▶ _Source extract_:
Basic Research Open Access
Copyright ©The Author(s) 2002. Published by Baishideng Publishing Group Inc. All rights reserved.
World J Gastroenterol. Dec 15, 2002; 8(6): 1134-1137
Published online Dec 15, 2002. doi: 10.3748/wjg.v8.i6.1134
Effects of recombinant human growth hormone on rat septic shock with intraabdominal infection by E. coli
Ying Huang, Shu-Ren Wang, Cheng Yi, Ming-Ying Ying, Ying Lin, Mao-Hui Zhi
Ying Huang, Shu-Ren Wang, Department of Pathophysiology, Huaxi School of Basic Medical Sciences and Forensic Medicine, Sichuan University, Chengdu 610041, Sichuan Province, China
Cheng Yi, Cancer Center, Huaxi Hospital, Sichuan University, Chengdu 610041, Sichuan Province, China
Ming-Ying Ying, Ying Lin, ICU, Huaxi Hospital, Sichuan University, Chengdu 610041, Sichuan Province, China
Mao-Hui Zhi, Lab of Functional Sciences, Huaxi School of Basic Medical Sciences and Forensic Medicine, Sichuan University, Chengdu 610041, Sichuan Province, China
Author contributions: All authors contributed equally to the work.
Correspondence to: Shu-Ren Wang,Department of Pathophysiology, Huaxi School of Basic Medical Sciences and Forensic Medicine, Sichuan University, Chengdu 610041,Sichuan Province, China. wansuren@mail.sc.cninfo.net
Telephone: +86-28-85501268
Received: June 23, 2002
Revised: August 3, 2002
Accepted: August 16, 2002
Published online: December 15, 2002

Abstract

AIM: To investigate the therapeutic effects of recombinant human growth hormone (rhGH) on rat septic shock with intraabdominal infection by E. coli and its possible mechanism.

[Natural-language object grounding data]
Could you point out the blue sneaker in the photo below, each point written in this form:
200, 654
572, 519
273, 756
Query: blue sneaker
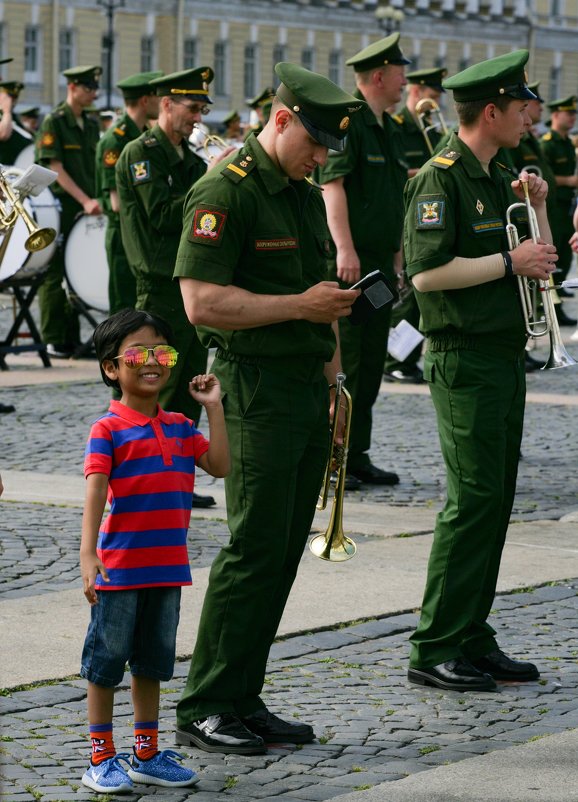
109, 777
162, 769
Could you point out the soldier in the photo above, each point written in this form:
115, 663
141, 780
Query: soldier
66, 143
559, 152
419, 147
153, 175
363, 193
252, 266
458, 259
142, 104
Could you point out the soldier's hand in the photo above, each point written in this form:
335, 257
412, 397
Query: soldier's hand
325, 302
91, 206
534, 259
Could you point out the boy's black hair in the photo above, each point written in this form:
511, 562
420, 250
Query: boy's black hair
109, 335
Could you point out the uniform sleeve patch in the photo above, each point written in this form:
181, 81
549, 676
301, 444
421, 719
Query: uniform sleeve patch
110, 157
140, 172
208, 226
430, 212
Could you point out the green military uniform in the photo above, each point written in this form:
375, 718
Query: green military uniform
560, 154
374, 172
474, 364
20, 138
152, 181
121, 281
416, 143
64, 138
247, 224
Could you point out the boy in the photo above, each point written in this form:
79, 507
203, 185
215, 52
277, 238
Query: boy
134, 564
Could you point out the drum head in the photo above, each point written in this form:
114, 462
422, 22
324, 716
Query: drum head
85, 261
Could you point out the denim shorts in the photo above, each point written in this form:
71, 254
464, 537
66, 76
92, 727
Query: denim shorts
138, 627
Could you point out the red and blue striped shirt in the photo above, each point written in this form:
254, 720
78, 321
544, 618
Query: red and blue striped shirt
150, 464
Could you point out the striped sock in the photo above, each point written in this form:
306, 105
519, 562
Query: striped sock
146, 739
102, 743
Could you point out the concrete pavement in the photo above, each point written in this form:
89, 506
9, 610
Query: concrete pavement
341, 657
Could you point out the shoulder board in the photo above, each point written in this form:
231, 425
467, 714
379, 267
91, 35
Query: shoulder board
239, 168
446, 159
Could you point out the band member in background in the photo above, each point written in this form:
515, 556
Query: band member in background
464, 275
66, 142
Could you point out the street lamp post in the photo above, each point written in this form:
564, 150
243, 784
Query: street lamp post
389, 19
109, 6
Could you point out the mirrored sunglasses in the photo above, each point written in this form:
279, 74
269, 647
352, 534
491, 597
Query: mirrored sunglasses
137, 355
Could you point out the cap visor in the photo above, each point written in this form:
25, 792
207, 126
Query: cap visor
321, 136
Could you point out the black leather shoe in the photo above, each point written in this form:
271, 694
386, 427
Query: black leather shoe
455, 675
405, 376
201, 502
499, 666
563, 318
223, 732
372, 475
273, 729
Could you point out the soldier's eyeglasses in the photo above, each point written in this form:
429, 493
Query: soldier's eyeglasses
137, 355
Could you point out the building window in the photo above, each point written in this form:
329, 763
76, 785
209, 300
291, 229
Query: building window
335, 66
32, 54
279, 54
220, 62
251, 71
308, 58
66, 58
147, 54
189, 53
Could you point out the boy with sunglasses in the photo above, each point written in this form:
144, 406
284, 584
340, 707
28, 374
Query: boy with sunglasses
134, 564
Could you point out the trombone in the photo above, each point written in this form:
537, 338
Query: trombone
11, 208
425, 109
531, 290
334, 545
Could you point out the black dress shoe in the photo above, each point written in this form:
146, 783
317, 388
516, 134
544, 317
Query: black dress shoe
455, 675
562, 318
499, 666
223, 732
372, 475
405, 376
201, 502
273, 729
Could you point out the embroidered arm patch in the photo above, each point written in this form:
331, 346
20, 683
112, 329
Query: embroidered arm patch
208, 225
430, 211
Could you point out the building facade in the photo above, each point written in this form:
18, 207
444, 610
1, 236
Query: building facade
243, 39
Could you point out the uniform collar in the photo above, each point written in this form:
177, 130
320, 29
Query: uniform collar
134, 417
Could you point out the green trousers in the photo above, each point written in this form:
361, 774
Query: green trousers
277, 422
162, 297
121, 281
479, 402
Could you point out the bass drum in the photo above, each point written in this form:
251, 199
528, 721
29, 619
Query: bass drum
44, 210
85, 261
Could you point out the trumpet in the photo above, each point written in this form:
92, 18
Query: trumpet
531, 291
424, 109
11, 209
334, 545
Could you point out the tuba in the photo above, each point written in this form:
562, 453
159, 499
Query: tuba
11, 208
334, 545
424, 109
532, 291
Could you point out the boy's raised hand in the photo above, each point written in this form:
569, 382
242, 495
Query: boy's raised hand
205, 389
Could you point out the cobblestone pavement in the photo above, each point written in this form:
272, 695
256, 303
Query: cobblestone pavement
372, 726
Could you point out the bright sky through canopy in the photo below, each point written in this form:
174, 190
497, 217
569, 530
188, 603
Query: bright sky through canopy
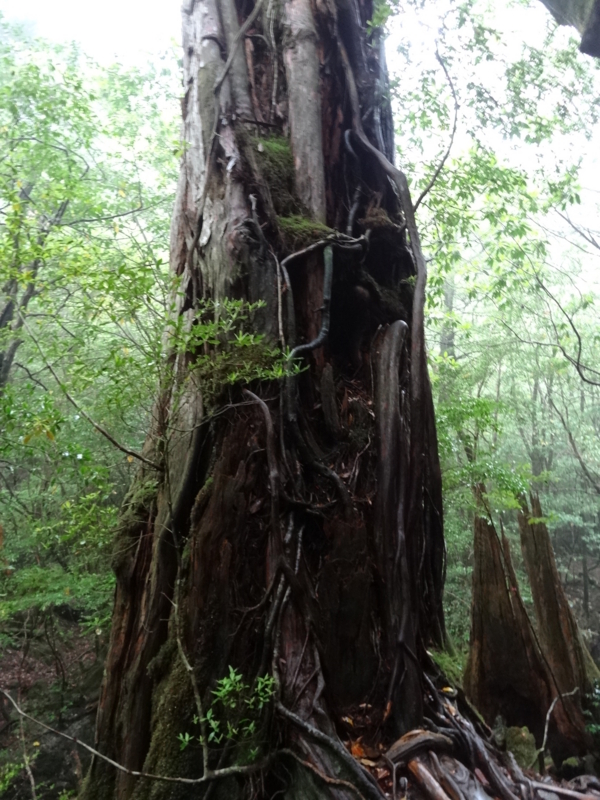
125, 29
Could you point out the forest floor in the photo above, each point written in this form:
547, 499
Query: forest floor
52, 665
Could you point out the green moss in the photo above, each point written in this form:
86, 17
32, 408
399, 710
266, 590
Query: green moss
299, 232
134, 512
453, 666
521, 743
276, 163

▶ _Work task 1_:
Please quote the rhGH article from "AIM: To investigate" to "its possible mechanism.".
▶ _Work task 2_:
Using the rhGH article, explain in one to three sentences what the study was meant to investigate.
▶ _Work task 3_:
On what date was the rhGH article accepted?

▶ _Task answer 1_:
AIM: To investigate the therapeutic effects of recombinant human growth hormone (rhGH) on rat septic shock with intraabdominal infection by E. coli and its possible mechanism.

▶ _Task answer 2_:
The study was meant to investigate the therapeutic effects of recombinant human growth hormone (rhGH) on rat septic shock with intraabdominal infection by E. coli. It also set out to examine the possible mechanism of those effects.

▶ _Task answer 3_:
August 16, 2002.